== Problem ==
All of the data is to be printed exactly, though the images must be left off.

== Given records ==
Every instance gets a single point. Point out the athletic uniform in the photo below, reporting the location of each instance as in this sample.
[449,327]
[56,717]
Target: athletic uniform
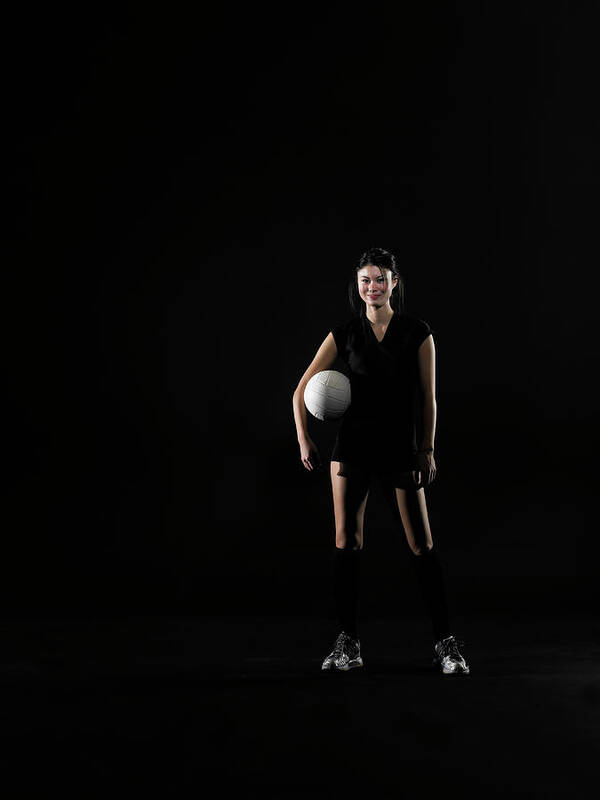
[384,381]
[385,384]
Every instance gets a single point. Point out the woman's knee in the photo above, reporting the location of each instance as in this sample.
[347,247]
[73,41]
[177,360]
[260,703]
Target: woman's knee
[418,550]
[345,540]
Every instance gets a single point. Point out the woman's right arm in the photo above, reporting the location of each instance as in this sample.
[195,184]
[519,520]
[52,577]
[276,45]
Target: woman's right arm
[324,359]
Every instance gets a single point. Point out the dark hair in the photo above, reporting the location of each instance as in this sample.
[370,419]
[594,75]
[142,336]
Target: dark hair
[384,260]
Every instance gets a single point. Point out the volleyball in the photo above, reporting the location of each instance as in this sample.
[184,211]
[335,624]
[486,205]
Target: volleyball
[327,394]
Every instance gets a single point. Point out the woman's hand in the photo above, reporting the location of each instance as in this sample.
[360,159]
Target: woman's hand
[309,454]
[426,471]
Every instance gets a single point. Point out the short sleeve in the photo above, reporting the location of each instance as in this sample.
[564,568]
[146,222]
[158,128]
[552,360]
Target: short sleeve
[421,332]
[340,335]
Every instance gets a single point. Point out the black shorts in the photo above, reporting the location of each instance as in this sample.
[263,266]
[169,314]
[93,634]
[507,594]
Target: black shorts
[387,475]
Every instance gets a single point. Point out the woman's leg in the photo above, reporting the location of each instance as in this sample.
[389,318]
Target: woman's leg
[410,511]
[349,502]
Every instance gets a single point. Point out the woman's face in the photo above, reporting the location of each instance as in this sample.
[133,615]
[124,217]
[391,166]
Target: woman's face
[375,285]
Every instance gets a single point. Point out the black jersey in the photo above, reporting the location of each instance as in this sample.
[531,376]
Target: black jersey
[384,381]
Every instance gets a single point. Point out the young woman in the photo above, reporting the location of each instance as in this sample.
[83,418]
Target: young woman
[391,358]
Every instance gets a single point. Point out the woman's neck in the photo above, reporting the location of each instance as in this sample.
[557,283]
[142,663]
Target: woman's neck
[379,316]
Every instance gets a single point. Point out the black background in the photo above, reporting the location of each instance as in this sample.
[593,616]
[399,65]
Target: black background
[190,190]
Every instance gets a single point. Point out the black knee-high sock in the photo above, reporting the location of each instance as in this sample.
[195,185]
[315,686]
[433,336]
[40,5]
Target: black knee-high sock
[430,573]
[345,588]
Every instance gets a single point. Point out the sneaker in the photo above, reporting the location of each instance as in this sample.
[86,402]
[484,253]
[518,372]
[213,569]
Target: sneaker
[448,657]
[345,654]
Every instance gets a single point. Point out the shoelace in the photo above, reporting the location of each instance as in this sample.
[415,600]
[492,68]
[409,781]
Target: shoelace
[450,648]
[338,647]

== Completed task ==
Every instance gets a single point. Point out the athletic uniform in the photo below, reporting the location of each instance as in this sample.
[449,327]
[56,717]
Target: athletic uniform
[384,381]
[385,384]
Every instance gets a single point. Point out the woman's knee in the photo above, reporting the location of each instance as in this sample.
[347,247]
[73,41]
[177,360]
[260,703]
Target: woman's knee
[418,550]
[345,540]
Every instance gets a single point. Point out the woman's right arm in the photo above, reporting the location of each instance as in this sample.
[195,184]
[519,520]
[52,577]
[276,45]
Target: woman's right arm
[324,359]
Every instance gets a single point. Point out the dark hair in the photo above, reporting the location of each instance as in this sample.
[370,419]
[594,75]
[142,336]
Target: dark hair
[384,260]
Every instance gets a single point. Point out the volleyball in the photo above, reporting the location of each instance as in this sample.
[184,211]
[335,624]
[486,205]
Target: volleyball
[327,394]
Every instance gets a single point. Point out the woman's hand in the photo above, reporting the location of each instance as in this sample.
[360,159]
Target: woman's hand
[309,454]
[426,471]
Every instance gets a single point. Point out the short sleeve in the photo above, reporting the location of each instance as in this sample.
[564,568]
[146,222]
[158,128]
[552,360]
Target: short sleeve
[421,332]
[340,335]
Every instance gets a single point. Point out the black shorts in the photo above, reporting the location of each instance as in this sample.
[263,266]
[169,314]
[93,634]
[507,594]
Target: black shorts
[387,475]
Every instance gets a single point. Point out the woman's leg in the photo above, reporting the location of each instance as in this sample.
[389,318]
Target: woman's leg
[410,511]
[349,502]
Every instance gets a single point. Point out the woman's face in the photo above, reporting the location of each instance as in this sample.
[133,615]
[124,217]
[391,166]
Target: woman's face
[375,285]
Every instance gets a single point. Point out the black jersey in the photo above, reporting the location of each instance as in this sample.
[531,376]
Target: black jersey
[384,381]
Every instance gets a single point. Point out the young woman in the photo above, reporting the location of each instance as in this sample.
[83,418]
Target: young woman
[391,358]
Every instance gets a single point. Point out the woman's neck in the photo above, reporting the location of each instance as in this sample.
[557,283]
[142,663]
Target: woman's neck
[379,316]
Every instance gets a single point. Point out the black background in the photo above, reporting the location of each instance as in this sample.
[593,616]
[399,65]
Target: black background
[190,190]
Every instance gets a single point. Point out the black knee-high sock in the photo above, reporting the location of each instance as in this sample.
[195,185]
[315,686]
[433,336]
[40,5]
Target: black knee-high sock
[430,573]
[345,588]
Every instance gets a single point. Point out the sneaker in the photo above, reporting the location of each instance as in this sample.
[86,402]
[484,253]
[518,372]
[213,569]
Target: sneaker
[448,657]
[345,654]
Every instance gets a single point. Point out the shoelace in the photo above, reporting the location of each instance as in this sample.
[415,600]
[492,68]
[409,781]
Target: shoelace
[450,648]
[338,647]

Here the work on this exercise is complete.